> [Given text]:
GENERAL FINANNCIAL MATTERS
42. (1) The treasurer must, as soon as practicable after the end date of each financial year, ensure a
financial statement for its last financial year containing the following particulars is prepared -
(a) the income and expenditure for the financial year just ended;
(b) the association's assets and liabilities at the close of the year;
(c) the mortgages, charges and securities affecting the property of the association
at the close of the year.
(2) If the association is incorporated within 3 months before the end of the association's financial year,
subsection (8) does not apply for the financial year in which the association is incorporated.
(3) The auditor must examine the statement prepared under subsection (1) and present a report about it
to the secretary before the next annual general meeting following the financial year for which the
audit was made.
(4) The income and property of the association must be used solely in promoting the
association's objects and exercising the association's powers.
PUBLIC GIFT FUND - RULE (33) of the Incorporations Association Act 1981
43. (1) The public gift fund shall be subject to the provisions of the Incorporations Association Act 1981 a
and the resolutions of the management committee of Impress Printmakers Studio Brisbane Inc.
(2) There shall be a separate bank account.

> [Your assignment]:
In the financial rules above, rewrite the paragraph beginning "The treasurer must, as soon as practicable" as a short list, keeping its main facts.

(Collected data entries)

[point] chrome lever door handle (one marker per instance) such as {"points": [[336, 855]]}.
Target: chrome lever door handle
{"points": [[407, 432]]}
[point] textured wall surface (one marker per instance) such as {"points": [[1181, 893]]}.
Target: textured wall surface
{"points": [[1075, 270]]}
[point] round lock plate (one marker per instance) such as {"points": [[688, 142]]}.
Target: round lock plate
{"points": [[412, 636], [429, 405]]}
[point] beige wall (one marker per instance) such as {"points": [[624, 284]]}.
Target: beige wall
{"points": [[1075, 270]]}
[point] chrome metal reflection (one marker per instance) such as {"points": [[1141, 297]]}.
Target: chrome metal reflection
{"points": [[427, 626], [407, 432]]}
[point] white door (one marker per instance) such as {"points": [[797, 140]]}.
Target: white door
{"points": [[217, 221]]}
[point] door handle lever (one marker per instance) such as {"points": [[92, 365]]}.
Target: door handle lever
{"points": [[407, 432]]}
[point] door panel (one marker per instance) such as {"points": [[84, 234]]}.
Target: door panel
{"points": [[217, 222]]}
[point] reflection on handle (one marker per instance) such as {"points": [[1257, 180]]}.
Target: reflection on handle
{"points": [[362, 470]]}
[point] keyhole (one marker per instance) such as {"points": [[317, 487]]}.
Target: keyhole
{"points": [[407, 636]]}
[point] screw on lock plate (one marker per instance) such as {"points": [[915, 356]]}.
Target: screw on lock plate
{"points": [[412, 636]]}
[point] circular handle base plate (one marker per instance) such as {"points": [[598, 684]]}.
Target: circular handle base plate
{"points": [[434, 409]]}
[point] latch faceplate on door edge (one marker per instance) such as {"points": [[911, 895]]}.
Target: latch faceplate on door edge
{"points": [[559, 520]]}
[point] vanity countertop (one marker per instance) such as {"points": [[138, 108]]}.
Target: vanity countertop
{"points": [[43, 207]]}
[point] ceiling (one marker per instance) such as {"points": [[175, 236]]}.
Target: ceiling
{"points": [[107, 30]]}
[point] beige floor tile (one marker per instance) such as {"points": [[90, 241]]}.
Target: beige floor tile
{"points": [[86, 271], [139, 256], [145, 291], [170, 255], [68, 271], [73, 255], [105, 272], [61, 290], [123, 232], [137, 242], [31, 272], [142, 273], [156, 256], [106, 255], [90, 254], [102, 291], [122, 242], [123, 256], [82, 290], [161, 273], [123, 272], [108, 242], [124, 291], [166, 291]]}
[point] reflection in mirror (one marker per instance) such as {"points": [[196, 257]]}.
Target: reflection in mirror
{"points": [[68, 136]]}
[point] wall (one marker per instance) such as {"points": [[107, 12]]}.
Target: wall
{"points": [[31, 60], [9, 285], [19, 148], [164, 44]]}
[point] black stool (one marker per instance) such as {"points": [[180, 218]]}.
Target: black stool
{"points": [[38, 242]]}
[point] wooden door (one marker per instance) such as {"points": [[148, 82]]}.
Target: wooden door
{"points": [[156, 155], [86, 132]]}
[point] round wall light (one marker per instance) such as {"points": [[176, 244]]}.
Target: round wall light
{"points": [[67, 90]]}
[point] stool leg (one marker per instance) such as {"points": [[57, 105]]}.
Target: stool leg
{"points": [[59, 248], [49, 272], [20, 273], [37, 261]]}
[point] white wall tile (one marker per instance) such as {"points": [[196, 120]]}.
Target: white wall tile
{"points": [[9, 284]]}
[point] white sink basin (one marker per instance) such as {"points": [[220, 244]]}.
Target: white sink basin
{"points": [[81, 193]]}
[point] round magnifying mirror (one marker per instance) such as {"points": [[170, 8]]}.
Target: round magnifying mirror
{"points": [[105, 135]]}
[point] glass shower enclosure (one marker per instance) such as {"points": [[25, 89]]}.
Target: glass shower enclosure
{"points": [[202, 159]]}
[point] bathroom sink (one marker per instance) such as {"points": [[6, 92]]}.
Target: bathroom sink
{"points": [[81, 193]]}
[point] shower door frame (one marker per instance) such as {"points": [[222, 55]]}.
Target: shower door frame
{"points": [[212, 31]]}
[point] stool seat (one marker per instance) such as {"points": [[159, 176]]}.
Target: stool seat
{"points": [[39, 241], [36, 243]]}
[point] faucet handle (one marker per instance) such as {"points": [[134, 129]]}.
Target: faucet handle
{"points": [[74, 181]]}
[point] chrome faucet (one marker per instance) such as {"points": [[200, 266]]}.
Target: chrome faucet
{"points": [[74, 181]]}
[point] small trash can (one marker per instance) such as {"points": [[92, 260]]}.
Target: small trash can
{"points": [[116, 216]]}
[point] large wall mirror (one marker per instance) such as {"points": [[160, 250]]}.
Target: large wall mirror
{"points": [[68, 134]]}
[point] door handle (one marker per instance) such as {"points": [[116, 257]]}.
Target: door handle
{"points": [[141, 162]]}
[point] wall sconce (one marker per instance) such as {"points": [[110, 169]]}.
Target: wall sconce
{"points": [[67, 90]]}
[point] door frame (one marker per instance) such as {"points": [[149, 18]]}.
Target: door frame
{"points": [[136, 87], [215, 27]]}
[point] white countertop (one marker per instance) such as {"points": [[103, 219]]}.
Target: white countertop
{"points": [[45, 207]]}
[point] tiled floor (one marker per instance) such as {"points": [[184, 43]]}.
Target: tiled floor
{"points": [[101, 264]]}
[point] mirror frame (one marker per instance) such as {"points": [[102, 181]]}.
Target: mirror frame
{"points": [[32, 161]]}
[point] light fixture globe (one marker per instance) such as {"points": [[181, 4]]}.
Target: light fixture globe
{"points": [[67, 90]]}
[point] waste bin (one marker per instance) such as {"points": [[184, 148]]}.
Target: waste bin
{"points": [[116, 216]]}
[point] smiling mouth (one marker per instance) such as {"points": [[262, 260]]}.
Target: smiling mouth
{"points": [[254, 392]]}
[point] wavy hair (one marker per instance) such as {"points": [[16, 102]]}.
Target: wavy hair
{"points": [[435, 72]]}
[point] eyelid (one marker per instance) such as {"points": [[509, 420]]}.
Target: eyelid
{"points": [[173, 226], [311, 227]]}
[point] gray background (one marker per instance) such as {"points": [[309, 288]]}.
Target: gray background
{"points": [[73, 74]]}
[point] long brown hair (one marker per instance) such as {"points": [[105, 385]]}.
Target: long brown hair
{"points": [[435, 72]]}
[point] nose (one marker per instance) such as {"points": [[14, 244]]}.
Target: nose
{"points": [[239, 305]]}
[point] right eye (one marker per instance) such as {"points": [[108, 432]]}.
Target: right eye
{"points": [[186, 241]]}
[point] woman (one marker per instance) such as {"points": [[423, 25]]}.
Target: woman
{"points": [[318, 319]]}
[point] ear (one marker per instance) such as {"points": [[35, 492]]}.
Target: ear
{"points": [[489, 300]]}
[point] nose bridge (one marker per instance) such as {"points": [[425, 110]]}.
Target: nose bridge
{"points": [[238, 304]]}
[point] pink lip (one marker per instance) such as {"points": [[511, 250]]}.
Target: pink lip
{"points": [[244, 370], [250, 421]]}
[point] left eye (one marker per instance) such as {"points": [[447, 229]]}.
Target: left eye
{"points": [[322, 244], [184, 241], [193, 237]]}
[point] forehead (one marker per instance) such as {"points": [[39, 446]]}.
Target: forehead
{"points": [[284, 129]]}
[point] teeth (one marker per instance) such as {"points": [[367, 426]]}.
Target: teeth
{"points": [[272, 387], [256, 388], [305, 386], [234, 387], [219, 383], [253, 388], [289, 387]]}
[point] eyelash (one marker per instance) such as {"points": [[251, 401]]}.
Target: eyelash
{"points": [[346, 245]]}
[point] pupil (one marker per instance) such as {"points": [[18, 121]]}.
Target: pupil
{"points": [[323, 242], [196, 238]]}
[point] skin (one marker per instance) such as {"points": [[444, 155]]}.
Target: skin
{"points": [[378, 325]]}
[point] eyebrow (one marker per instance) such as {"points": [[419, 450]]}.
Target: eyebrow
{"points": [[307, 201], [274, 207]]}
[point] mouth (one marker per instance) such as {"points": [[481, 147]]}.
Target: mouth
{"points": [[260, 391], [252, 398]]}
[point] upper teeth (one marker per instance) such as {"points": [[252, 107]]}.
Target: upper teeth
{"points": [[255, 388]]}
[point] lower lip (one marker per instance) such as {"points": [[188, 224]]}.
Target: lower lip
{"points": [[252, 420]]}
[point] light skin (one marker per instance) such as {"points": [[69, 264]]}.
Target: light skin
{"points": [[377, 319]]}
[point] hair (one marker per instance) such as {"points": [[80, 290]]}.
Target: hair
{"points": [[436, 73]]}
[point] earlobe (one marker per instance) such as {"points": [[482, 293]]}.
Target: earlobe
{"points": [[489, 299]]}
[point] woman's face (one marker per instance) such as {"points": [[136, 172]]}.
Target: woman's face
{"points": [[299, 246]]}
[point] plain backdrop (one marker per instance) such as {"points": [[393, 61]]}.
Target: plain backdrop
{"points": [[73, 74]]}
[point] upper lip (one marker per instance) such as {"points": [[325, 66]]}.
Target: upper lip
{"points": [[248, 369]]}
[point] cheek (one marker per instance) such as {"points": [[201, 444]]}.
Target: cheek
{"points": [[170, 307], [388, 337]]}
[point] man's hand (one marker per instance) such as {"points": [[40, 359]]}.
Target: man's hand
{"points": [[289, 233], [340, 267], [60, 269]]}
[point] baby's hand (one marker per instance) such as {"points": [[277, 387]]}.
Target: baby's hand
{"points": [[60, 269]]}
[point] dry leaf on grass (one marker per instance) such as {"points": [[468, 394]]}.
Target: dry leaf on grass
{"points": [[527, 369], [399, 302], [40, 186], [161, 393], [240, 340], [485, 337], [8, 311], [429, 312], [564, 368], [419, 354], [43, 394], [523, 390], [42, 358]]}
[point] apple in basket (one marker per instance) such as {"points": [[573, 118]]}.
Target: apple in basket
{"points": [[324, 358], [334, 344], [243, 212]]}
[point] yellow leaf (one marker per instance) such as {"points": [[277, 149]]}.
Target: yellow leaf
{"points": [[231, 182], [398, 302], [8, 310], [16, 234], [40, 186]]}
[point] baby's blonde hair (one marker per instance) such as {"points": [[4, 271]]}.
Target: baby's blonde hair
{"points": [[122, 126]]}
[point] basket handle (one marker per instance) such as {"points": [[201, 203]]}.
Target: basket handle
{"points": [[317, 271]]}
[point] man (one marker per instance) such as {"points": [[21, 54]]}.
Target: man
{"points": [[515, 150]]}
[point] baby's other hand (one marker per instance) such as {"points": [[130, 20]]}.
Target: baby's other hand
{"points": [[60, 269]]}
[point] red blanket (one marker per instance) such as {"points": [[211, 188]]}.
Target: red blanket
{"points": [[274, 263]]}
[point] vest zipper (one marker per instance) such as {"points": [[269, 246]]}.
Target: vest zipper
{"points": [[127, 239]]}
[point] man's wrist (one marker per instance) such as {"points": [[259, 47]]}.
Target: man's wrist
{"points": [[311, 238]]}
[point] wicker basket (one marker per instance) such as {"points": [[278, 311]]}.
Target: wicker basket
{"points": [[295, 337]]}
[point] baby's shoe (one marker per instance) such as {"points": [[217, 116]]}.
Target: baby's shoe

> [Result of this task]:
Soon after each financial year ends, the treasurer must have a financial statement for that year prepared, showing:
- the year's income and expenditure
- the association's assets and liabilities at year end
- any mortgages, charges and securities affecting the association's property at year end